(Data excerpts)

● ● ●

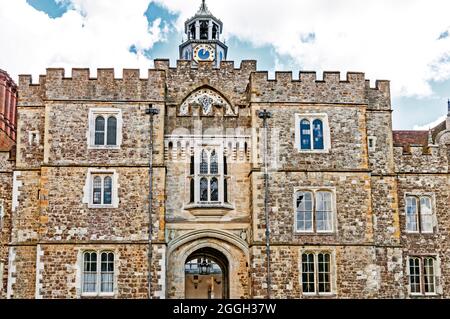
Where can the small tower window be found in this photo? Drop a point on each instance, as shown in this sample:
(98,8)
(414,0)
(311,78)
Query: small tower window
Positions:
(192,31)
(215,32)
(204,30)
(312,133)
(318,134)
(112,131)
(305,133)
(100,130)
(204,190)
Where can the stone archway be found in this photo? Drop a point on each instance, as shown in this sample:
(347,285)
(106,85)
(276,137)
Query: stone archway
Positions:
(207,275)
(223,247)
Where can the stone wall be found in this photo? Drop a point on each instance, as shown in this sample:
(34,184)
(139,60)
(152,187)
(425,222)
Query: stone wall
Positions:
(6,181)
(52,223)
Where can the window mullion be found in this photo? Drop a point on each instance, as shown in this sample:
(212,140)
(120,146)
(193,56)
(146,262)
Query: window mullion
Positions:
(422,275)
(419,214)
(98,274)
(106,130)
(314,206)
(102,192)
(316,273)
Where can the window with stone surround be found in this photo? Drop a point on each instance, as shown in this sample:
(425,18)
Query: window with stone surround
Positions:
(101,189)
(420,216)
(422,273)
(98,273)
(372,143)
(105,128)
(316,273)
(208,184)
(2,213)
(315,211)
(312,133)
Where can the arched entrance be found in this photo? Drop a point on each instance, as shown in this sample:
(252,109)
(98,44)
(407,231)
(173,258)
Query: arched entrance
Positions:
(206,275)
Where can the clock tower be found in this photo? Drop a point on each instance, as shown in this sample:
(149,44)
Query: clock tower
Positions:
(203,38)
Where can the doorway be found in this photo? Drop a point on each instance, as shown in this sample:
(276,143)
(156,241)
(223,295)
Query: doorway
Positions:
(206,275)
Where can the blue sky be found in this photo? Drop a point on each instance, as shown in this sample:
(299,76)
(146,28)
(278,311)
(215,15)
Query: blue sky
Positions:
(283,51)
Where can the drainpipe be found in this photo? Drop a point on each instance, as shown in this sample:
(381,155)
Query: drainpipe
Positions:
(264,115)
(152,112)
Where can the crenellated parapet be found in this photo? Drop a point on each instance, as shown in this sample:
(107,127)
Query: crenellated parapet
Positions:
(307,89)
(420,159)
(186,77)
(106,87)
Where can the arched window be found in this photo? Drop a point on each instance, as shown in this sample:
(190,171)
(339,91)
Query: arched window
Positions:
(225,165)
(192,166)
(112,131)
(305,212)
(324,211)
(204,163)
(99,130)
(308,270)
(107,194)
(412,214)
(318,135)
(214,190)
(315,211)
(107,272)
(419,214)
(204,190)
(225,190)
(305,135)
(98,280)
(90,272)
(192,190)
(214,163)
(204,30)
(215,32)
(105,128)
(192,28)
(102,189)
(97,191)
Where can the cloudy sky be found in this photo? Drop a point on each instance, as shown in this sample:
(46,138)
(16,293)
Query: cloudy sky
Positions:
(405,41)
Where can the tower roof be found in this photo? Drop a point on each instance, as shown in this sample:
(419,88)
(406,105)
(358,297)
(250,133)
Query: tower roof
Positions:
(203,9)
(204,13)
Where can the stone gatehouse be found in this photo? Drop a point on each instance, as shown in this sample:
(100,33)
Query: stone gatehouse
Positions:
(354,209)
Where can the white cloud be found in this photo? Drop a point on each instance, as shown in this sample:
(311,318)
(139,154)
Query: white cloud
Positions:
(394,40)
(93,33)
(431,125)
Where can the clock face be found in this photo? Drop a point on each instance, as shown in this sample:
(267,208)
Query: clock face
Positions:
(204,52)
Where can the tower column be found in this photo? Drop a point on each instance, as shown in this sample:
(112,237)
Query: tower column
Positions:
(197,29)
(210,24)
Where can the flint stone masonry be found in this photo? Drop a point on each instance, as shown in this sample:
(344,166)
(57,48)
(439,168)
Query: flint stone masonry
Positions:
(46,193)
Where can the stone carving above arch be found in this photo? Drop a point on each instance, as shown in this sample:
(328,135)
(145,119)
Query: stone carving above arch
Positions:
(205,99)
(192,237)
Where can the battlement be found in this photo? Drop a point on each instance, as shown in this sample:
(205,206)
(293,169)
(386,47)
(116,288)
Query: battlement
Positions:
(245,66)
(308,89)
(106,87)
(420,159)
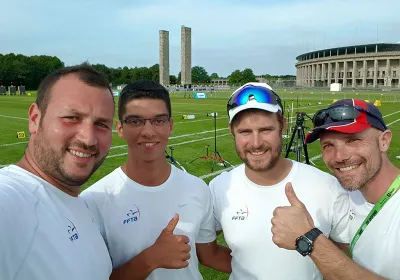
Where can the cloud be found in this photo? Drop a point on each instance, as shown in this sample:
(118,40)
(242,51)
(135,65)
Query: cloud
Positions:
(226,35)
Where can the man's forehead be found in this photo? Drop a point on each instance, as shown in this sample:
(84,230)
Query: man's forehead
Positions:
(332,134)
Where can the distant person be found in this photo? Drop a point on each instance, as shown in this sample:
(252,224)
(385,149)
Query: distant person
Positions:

● ● ●

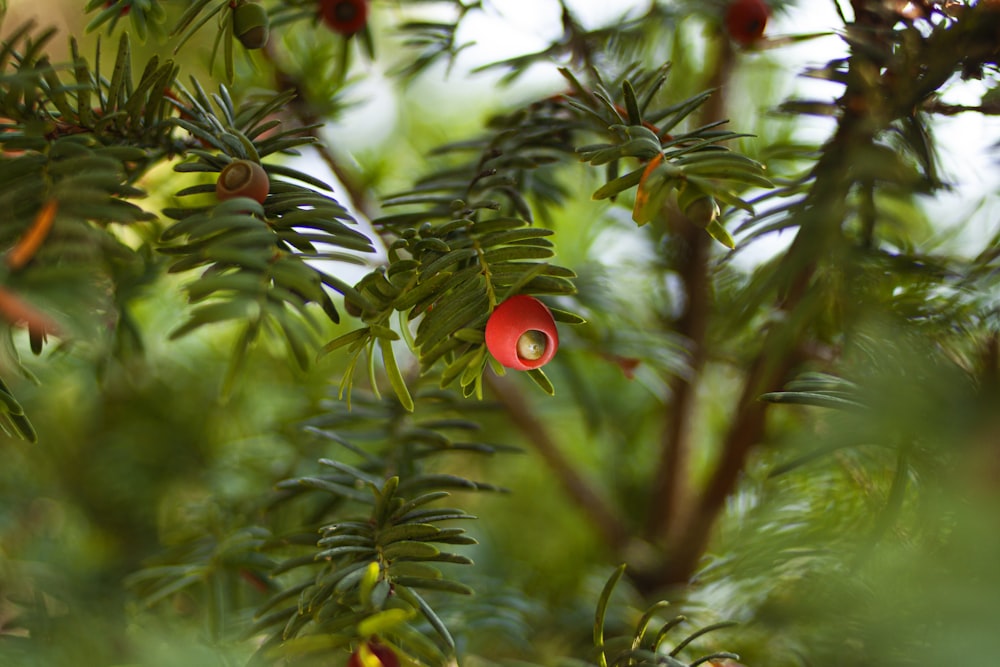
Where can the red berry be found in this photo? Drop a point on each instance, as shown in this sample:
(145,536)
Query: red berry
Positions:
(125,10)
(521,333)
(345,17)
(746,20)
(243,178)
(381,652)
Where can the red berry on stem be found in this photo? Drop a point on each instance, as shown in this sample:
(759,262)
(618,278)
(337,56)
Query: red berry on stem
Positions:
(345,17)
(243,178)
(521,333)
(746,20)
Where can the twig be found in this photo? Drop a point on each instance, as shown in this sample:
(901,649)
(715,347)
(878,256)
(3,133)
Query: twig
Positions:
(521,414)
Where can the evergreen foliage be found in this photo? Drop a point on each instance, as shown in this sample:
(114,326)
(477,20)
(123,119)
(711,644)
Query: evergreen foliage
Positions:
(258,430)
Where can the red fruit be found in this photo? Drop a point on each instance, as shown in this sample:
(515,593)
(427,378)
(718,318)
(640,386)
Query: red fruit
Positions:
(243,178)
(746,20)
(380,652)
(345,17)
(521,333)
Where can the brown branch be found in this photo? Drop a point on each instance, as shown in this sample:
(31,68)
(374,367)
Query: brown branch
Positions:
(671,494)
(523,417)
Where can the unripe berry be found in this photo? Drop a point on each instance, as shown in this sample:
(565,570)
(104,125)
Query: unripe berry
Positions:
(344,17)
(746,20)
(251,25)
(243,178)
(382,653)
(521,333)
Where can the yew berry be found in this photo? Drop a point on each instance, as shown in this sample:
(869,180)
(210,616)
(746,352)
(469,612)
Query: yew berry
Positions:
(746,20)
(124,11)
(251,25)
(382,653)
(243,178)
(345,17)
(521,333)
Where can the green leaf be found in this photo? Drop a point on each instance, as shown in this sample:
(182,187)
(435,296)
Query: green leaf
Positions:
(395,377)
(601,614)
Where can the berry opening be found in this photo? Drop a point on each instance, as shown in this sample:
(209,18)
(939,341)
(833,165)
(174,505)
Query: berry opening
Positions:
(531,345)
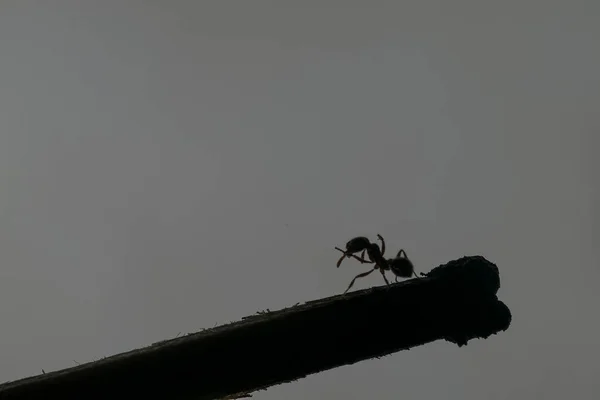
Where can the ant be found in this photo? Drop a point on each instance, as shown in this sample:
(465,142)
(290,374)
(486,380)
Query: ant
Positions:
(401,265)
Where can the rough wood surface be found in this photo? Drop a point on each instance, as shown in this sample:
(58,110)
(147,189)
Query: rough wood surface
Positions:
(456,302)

● ● ●

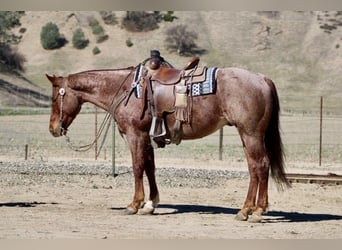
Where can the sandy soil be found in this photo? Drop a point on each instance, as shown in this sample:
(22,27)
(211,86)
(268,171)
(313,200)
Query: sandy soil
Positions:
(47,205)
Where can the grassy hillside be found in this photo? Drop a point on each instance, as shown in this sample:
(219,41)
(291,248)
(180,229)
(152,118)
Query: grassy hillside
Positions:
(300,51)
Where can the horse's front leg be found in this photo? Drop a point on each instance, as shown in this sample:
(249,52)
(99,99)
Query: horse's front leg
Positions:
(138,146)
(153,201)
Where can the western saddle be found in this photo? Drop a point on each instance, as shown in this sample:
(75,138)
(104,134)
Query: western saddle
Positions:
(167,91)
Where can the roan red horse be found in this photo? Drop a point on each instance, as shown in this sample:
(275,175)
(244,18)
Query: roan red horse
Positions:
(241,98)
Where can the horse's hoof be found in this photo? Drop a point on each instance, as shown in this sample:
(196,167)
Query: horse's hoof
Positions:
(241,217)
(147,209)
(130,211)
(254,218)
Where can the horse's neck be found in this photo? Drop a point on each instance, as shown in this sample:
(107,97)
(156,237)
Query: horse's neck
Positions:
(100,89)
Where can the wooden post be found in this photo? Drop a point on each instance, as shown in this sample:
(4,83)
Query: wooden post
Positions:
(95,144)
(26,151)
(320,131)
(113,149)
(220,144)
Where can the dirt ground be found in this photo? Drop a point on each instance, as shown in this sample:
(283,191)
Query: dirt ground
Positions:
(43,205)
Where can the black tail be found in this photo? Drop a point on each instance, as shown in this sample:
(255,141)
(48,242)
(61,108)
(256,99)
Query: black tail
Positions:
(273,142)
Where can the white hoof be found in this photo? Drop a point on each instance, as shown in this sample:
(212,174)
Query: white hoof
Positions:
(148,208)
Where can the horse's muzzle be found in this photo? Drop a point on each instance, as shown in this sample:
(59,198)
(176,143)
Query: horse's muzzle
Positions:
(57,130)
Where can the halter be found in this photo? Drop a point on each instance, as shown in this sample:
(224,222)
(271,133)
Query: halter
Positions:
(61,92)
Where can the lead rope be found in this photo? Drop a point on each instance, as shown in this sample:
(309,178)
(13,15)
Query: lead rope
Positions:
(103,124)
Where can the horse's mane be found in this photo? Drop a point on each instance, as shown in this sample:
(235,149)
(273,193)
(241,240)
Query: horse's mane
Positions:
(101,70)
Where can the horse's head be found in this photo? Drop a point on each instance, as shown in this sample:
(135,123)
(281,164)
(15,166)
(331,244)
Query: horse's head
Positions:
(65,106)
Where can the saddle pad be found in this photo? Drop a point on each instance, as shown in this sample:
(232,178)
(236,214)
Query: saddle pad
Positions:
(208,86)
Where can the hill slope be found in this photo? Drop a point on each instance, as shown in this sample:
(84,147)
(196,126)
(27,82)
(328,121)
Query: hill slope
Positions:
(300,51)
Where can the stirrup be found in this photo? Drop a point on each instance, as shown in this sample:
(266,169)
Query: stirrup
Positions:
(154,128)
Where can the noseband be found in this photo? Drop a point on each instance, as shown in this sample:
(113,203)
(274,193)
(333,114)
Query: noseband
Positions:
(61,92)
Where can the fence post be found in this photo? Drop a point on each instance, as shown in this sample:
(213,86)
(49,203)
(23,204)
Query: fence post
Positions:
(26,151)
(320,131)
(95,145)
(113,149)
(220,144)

● ● ●

All lines above in which the word "arched" occurs should be identified and copied.

Where can the arched entrance be found in this photo? Drop a point on each instance, as shown in this sample:
Query: arched entrance
Where can the arched window be found in this photo? Drop a point on each instance, as shown in this sample:
Query: arched window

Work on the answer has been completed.